Exercise details: Each record should be output exactly, with every character kept.

Point-per-instance localization data
━━━━━━━━

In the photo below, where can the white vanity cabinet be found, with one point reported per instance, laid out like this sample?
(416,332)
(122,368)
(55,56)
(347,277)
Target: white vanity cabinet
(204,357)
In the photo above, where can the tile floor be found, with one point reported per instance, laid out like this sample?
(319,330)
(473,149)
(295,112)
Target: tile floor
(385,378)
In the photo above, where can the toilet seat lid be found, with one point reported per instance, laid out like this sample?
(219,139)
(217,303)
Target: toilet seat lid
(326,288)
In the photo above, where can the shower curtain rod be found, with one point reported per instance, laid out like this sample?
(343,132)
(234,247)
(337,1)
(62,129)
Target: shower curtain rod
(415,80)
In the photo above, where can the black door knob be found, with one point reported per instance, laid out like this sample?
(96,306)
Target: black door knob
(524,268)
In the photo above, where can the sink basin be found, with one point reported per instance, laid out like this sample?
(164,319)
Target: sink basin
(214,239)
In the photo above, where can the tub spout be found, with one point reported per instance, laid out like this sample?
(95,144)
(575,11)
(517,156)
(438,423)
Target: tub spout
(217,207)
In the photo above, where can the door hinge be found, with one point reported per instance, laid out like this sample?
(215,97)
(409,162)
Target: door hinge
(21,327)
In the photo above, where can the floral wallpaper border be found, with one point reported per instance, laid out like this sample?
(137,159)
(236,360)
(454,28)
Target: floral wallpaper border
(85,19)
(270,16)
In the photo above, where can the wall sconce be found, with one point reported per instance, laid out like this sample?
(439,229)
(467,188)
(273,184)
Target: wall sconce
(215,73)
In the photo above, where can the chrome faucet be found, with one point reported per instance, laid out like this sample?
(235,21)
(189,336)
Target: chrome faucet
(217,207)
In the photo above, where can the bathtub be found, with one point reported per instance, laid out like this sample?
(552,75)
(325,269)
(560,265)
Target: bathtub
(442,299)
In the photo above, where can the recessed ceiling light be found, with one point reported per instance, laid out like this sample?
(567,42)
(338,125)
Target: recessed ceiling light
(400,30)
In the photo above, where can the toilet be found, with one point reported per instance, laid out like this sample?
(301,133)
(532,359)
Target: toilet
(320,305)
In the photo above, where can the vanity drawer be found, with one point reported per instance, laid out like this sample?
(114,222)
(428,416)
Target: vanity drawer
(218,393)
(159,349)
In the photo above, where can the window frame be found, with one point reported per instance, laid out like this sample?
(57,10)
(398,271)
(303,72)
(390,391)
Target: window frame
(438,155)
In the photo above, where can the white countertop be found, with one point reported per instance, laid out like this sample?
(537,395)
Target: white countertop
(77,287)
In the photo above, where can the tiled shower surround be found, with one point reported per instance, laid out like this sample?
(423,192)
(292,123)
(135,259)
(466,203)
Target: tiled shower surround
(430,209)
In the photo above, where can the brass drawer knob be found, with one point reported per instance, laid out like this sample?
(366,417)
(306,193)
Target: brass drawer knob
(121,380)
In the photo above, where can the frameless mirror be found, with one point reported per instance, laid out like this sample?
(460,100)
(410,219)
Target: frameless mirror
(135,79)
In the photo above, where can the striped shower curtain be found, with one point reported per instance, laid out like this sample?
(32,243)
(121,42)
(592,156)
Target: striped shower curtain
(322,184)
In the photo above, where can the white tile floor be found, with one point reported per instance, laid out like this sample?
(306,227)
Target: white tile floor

━━━━━━━━

Solved exercise:
In the photo below, where can the white vanity cabinet be found, with one point reported per instance, laid out like this sample?
(416,332)
(122,368)
(55,56)
(347,277)
Target: white vanity cabinet
(204,357)
In the photo above, where can the tile floor be found, with one point reported per instance, laid out like this sample?
(319,330)
(473,149)
(295,112)
Target: tile floor
(385,378)
In the photo above, where can the toilet seat lid be found, with one point reported per instance, laid out like this sample?
(219,139)
(217,303)
Target: toilet seat lid
(326,288)
In the photo above, where can the shower curtain rod be found, with one point reported per instance, laid out like this sample?
(343,132)
(234,247)
(337,1)
(62,129)
Target: shower curtain rod
(415,80)
In the photo above, where can the black door knob be found, with one point reported per instance, laid out like this sample?
(96,306)
Target: black door knob
(524,268)
In the photo above, where can the sink basin be found, with one point reported per instance, laid out like this sample?
(164,319)
Target: sink basin
(214,239)
In the photo above, where can the tub spout be found, with one point reported per instance, laid out like this sample?
(95,144)
(575,11)
(517,156)
(438,423)
Target: tub spout
(217,207)
In the photo above, where can the door hinge be found, with one point reported per instance, laid out like this sample?
(215,97)
(409,162)
Target: door hinge
(21,327)
In the photo above, where can the floral wallpaper border be found, with one point reported per instance, laid out like this sample?
(137,159)
(236,360)
(454,28)
Target: floral wallpaper border
(85,19)
(270,16)
In the photo above, where can the wall sconce be found, with one point reported per instance, laid out like this sample?
(439,229)
(467,188)
(273,184)
Target: wall sconce
(215,73)
In the photo above, where can the chrome faucet be found, with one point reported per instance, laid out like this sample?
(235,21)
(189,336)
Target: chrome faucet
(217,207)
In the photo above, where can the bathtub be found, with one point reported per instance, laid out like this sample?
(552,75)
(325,269)
(560,265)
Target: bathtub
(442,299)
In the photo above, where can the recessed ceiling light be found, with one point reported per instance, laid out like this sample?
(567,42)
(338,125)
Target: recessed ceiling light
(400,30)
In the photo above, where can the toilet be found, with one point reported per instance, laid out like this sample?
(301,133)
(532,359)
Target: toilet
(320,305)
In the photo above, where can the vanity drawer be found, with one point reported per instance, laid out like this sample?
(114,222)
(428,416)
Target: vanity drawer
(218,393)
(159,349)
In the photo above, where can the window frame be found, with one point reported per instance, laid out like this sample?
(57,10)
(398,271)
(303,72)
(390,391)
Target: window frame
(438,155)
In the photo above, where can the white countertop be found, with one point reported per instance, laid out like this sample?
(537,395)
Target: white countertop
(77,287)
In the photo above, where can the tiled shower surround be found, with one point reported per instance, laid out like this sample?
(423,192)
(292,123)
(135,259)
(466,203)
Target: tiled shower surround
(430,209)
In the photo above, where can the brass drawer knob be found, with one point reported per instance, laid out like this sample?
(366,417)
(306,193)
Target: brass drawer knob
(121,380)
In the photo above, where can the frameless mirror be found, with one point reported per instance, laid out like this sample?
(460,100)
(410,219)
Target: frameless mirror
(135,79)
In the photo above, where can the striped shower curtain be found, with one point reported per instance, laid out like this sample?
(32,243)
(121,42)
(592,156)
Target: striped shower curtain
(322,184)
In the photo above, where can the white tile floor be found, with one point reported per instance, laid out like this sample?
(306,227)
Target: white tile floor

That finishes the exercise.